--- Begin ---

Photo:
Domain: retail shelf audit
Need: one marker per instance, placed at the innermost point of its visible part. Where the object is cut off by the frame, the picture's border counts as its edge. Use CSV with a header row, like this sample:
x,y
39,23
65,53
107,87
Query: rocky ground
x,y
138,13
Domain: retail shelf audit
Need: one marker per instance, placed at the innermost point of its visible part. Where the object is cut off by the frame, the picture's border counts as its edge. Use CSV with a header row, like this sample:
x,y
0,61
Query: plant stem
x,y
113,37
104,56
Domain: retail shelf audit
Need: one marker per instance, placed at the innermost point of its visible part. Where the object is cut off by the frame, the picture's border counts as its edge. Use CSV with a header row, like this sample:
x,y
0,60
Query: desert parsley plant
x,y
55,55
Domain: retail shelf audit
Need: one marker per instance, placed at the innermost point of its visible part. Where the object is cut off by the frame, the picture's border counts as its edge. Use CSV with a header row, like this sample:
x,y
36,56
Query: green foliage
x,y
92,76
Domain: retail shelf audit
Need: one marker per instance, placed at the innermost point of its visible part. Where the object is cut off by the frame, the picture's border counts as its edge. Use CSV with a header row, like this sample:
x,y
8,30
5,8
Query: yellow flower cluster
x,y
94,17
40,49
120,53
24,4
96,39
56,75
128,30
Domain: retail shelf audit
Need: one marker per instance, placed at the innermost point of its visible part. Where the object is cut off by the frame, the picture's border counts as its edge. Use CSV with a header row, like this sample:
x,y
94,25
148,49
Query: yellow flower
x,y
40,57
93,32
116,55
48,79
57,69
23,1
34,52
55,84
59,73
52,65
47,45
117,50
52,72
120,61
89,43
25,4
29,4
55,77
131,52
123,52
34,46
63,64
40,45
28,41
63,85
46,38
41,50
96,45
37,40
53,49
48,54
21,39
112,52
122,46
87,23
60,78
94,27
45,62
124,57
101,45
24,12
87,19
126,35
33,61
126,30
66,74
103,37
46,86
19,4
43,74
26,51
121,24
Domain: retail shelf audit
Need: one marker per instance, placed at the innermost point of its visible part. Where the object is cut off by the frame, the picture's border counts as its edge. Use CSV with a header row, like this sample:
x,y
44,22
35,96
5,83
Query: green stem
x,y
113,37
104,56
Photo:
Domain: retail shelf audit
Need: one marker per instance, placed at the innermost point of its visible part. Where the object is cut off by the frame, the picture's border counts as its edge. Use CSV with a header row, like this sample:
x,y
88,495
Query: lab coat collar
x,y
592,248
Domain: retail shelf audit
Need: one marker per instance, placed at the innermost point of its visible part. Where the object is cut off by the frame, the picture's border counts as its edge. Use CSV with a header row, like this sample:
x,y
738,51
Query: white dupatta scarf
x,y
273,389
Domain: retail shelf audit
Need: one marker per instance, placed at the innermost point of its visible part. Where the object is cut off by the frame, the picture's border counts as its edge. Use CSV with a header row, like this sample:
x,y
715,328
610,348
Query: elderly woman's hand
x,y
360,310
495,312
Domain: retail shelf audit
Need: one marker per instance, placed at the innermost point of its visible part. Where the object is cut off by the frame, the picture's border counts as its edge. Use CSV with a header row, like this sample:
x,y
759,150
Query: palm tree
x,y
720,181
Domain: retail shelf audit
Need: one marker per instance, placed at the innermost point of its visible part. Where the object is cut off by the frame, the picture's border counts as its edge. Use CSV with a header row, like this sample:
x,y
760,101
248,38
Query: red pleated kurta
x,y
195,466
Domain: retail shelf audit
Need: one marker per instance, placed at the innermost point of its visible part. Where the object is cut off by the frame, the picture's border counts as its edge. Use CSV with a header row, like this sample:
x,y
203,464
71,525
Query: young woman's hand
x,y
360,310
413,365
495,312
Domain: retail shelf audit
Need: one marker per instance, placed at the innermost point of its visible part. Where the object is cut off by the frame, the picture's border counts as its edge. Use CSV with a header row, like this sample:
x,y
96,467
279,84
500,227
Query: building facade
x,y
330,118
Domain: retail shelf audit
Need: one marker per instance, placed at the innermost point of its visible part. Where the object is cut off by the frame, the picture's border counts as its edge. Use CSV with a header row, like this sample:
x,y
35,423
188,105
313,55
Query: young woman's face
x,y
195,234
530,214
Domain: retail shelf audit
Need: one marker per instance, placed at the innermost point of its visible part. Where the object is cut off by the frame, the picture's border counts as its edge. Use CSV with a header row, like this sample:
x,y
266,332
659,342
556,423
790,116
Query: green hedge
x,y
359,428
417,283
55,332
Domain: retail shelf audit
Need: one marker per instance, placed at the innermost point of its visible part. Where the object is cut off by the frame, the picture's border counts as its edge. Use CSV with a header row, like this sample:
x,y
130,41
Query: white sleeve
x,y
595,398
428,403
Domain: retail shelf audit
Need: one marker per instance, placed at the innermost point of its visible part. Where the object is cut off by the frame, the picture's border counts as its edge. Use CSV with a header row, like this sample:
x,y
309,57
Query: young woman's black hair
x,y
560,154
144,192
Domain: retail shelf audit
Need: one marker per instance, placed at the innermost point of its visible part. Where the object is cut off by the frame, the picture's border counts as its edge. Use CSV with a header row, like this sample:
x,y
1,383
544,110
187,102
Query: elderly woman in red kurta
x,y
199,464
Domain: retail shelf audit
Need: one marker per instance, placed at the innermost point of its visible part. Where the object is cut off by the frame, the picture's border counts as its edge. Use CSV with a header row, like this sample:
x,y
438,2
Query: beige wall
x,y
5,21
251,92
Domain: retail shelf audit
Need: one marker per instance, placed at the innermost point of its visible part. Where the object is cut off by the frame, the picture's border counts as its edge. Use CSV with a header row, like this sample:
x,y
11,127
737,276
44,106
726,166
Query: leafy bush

--- End ---

▸ **Requirements**: All of the entries need to be reproduced exactly; please write them out.

▸ **Written reply**:
Photo:
Domain: retail shelf audit
Need: one marker per instance, placed at the innermost point of its visible part. Where the object is cut off by the frame, the picture's border counts as its edge. Use CSV with a header row, like this sample:
x,y
39,23
65,53
107,87
Query: rocky ground
x,y
138,13
Domain: retail shelf audit
Need: one marker per instance, placed at the innermost point of its visible part. Where the object is cut off by the frame, the picture's border counts as its edge. Use CSV with a header row, like this sample:
x,y
0,61
Query: plant stem
x,y
113,37
104,56
Domain: retail shelf audit
Need: one marker per instance, placed at the innermost point of its visible part. Where the object is cut off by the frame, the picture's border counts as its edge. Use CSV with a header row, like this sample:
x,y
0,60
Query: desert parsley plant
x,y
55,55
Domain: retail shelf audit
Need: one marker per instance, placed at the innermost point of its visible part. Where the object is cut off by the frame, the picture's border counts as its edge. Use CSV with a header row, like this sample:
x,y
36,56
Query: green foliage
x,y
92,76
Domain: retail shelf audit
Need: one marker per instance, placed at the innermost point of its visible part. Where the object is cut off by the frame, the picture's border counts as its edge. Use CSV with a header row, like this sample:
x,y
8,30
5,8
Query: yellow flower cluster
x,y
94,17
40,49
120,53
24,4
96,39
56,75
128,30
Domain: retail shelf audit
Need: one marker per instance, placed at the innermost point of its visible part. Where the object is cut off by the frame, the picture's border counts as its edge. Use CSV with a header row, like this sample:
x,y
94,25
148,49
Query: yellow flower
x,y
40,57
93,32
116,55
48,79
57,69
23,1
34,52
55,84
59,73
52,65
47,45
117,50
52,72
120,61
89,43
25,4
29,4
55,77
131,52
123,52
34,46
63,64
40,45
28,41
63,85
46,38
41,50
96,45
37,40
53,49
48,54
21,39
112,52
122,46
87,23
60,78
94,27
45,62
124,57
101,45
24,12
87,19
126,35
33,61
126,30
66,74
103,37
46,86
19,4
43,74
26,51
121,24
Domain: retail shelf audit
Need: one marker per instance, placed at the innermost point of its visible part. Where the object is cut off by the frame, the picture's border counts as its edge. Use CSV with a header row, like this sample:
x,y
44,22
35,96
5,83
Query: green stem
x,y
113,37
104,56
Photo:
Domain: retail shelf audit
Need: one marker per instance, placed at the innermost point of its visible part. Where the object is cut off by the frame, the picture's border counts as its edge. Use CSV with a header row, like this sample:
x,y
88,495
Query: lab coat collar
x,y
592,248
Domain: retail shelf audit
Need: one marker per instance, placed at the innermost point of its visible part. Where the object is cut off by the frame, the picture's border counts as its edge. Use CSV with a header row, like this sample:
x,y
738,51
Query: white dupatta scarf
x,y
273,389
Domain: retail shelf audit
Need: one marker per instance, placed at the innermost point of its visible part. Where the object is cut off by the frame, the picture's border counts as its edge. Use CSV with a header row, like this sample:
x,y
715,328
610,348
Query: elderly woman's hand
x,y
360,310
495,312
Domain: retail shelf audit
Need: one marker per instance, placed at the innermost point of its visible part. Where the object is cut off by the frame, the picture's border counts as its edge. Use CSV with a header row, like this sample:
x,y
759,150
Query: palm tree
x,y
720,181
Domain: retail shelf audit
Need: one marker per instance, placed at the innermost point of its visible part. Where the object is cut off by the frame, the picture's border counts as its edge. Use CSV with a header row, like this sample:
x,y
760,101
248,38
Query: red pleated kurta
x,y
195,466
Domain: retail shelf audit
Need: one marker per instance, placed at the innermost point of its visible part. Where the object is cut off by the frame, the picture's border counts as its edge. Use CSV with a header row, like this sample:
x,y
203,464
71,525
Query: young woman's hand
x,y
360,310
413,365
495,312
Domain: retail shelf audit
Need: one marker per instance, placed at the innermost point of its visible part. Where the object is cut off by the frame, the picture's border counts as its edge. Use CSV with a header row, like this sample:
x,y
96,467
279,84
500,227
Query: building facade
x,y
330,118
Domain: retail shelf audit
Need: one marker per instance, placed at the innermost point of its visible part. Where the object is cut off by the frame, the picture's border counts as its edge. Use CSV with a header row, like this sample:
x,y
35,423
188,105
313,55
Query: young woman's face
x,y
195,234
530,214
Domain: retail shelf audit
Need: one marker per instance, placed at the innermost point of its visible part. Where the object is cut off by the frame, the picture's border counts as its edge. Use CSV with a header row, like this sample:
x,y
266,332
659,342
556,423
790,116
Query: green hedge
x,y
359,428
417,283
55,332
Domain: retail shelf audit
Need: one marker per instance, placed at the innermost point of its visible part. Where the object is cut off by the frame, the picture's border counts as its edge. Use CSV with a header row, like this sample:
x,y
130,41
Query: white sleeve
x,y
595,398
428,403
Domain: retail shelf audit
Need: one marker per instance, placed at the innermost point of its visible part. Where the object is cut off by the frame, the picture's border counts as its edge. Use CSV with a header row, like this sample:
x,y
309,57
Query: young woman's black hair
x,y
560,154
144,192
Domain: retail shelf audit
Need: one marker per instance, placed at the innermost point of its visible part. Where the object is cut off by the frame, the picture's border counts as its edge. Use CSV with a header row, like this sample:
x,y
1,383
544,110
187,102
Query: elderly woman in red kurta
x,y
199,464
Domain: retail shelf audit
Need: one marker per instance, placed at the innermost point of its visible part. Where the object is cut off by the frame, the picture's border counts as its edge. Use CSV with a header row, like this sample:
x,y
438,2
Query: beige wall
x,y
5,21
251,92
Domain: retail shelf audit
Need: one marker per instance, placed at the innermost point of its visible part. Where the object is cut off by the frame, the picture's border counts as its edge. Use CSV with a header row, like this sample:
x,y
11,127
737,276
44,106
726,166
Query: leafy bush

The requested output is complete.